## JOB
Reproduce every item below word for word, without changing a single character or line break.

## EXTRACTED RECORDS
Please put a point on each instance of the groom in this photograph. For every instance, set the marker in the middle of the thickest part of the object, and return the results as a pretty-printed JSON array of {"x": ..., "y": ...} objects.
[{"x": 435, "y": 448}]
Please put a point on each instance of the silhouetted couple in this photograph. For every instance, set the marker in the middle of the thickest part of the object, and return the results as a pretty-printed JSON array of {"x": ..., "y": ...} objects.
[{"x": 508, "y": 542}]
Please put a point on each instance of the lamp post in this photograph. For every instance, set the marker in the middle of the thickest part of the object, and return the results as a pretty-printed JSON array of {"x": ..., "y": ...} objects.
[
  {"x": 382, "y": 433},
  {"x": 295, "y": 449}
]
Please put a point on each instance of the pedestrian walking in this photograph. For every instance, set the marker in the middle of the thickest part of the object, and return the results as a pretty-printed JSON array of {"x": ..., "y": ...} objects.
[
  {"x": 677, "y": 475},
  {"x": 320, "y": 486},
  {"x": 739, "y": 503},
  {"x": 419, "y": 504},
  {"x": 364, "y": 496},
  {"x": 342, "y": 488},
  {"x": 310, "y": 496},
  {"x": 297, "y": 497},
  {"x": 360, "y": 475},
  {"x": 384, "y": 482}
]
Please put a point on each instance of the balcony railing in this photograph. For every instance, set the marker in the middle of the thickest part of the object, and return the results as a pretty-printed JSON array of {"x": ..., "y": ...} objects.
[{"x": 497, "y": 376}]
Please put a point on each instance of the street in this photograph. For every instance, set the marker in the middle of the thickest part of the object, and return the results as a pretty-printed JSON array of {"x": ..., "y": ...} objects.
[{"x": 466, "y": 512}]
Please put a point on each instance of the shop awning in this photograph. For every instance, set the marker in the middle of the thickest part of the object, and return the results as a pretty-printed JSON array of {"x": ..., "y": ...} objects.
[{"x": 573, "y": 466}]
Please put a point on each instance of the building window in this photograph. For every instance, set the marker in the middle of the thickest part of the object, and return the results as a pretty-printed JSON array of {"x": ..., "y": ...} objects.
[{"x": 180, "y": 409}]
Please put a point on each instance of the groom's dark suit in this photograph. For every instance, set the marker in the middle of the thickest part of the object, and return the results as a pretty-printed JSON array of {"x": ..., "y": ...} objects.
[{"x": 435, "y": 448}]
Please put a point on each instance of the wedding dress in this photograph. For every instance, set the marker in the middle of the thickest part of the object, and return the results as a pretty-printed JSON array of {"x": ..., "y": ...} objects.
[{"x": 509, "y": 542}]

## FULL SOLUTION
Please put a point on each instance of the groom in this photograph. For every instance, set the marker in the middle of the thickest part of the object, and return the results as a pretty-printed JSON array of {"x": ..., "y": ...} objects.
[{"x": 435, "y": 448}]
Please put a point on each instance of the silhouetted couple in this photograph. For every instance, set the marker in the middle of the thickest part of the object, and return the results as a pretty-printed JSON array of {"x": ..., "y": ...} objects.
[{"x": 508, "y": 542}]
Please put a point on each instance of the lamp post in this photograph. For every instance, set the marker in the middle of the thickest part of the object, and return the results as a pretty-printed JSON array of {"x": ..., "y": ...} objects.
[
  {"x": 382, "y": 433},
  {"x": 295, "y": 449}
]
Please put a point on each instance of the pedestrian walking in this photograph. For every instance, set the marker in the middle of the thickest part of the object, and return the results as a pretty-printed JSON array of {"x": ..., "y": ...} objects.
[
  {"x": 677, "y": 475},
  {"x": 320, "y": 486},
  {"x": 739, "y": 503},
  {"x": 419, "y": 504},
  {"x": 364, "y": 496},
  {"x": 342, "y": 488},
  {"x": 310, "y": 496},
  {"x": 297, "y": 497},
  {"x": 360, "y": 475},
  {"x": 384, "y": 482}
]
Please put a point on each instance of the balcony railing in this photograph. For every instance, set the marker in the middle of the thickest part of the object, and return the results as a pretty-printed JSON array of {"x": ..., "y": ...} objects.
[{"x": 497, "y": 376}]
Please put a point on each instance of the street in this photograph. For every instance, set the marker in the middle of the thickest part of the object, and return the results as a pretty-printed JSON array of {"x": ..., "y": ...} objects.
[{"x": 466, "y": 512}]
Please put a point on each instance of the shop awning in this photograph. For every instance, set the marker in the middle of the thickest part of the object, and return the results as a pretty-printed JSON array of {"x": ..., "y": ...} objects.
[{"x": 573, "y": 466}]
Please put a point on each instance of the building window in this photograph. For every instance, set the marker in the middle of the thickest part of the object, and return the results as a pretty-printed JSON array of {"x": ..., "y": ...} objects.
[{"x": 180, "y": 409}]
Please put a point on each instance of the groom's dark suit in this photograph. For every instance, set the marker in the middle of the thickest part of the object, and return the results as a pretty-printed JSON array of {"x": ..., "y": ...} objects.
[{"x": 435, "y": 448}]
Please put a point on each instance of the wedding dress in this photograph. For every instance, set the marker in the middle of the thickest part of the object, and return the results as a pretty-printed JSON array of {"x": ..., "y": ...} objects.
[{"x": 509, "y": 542}]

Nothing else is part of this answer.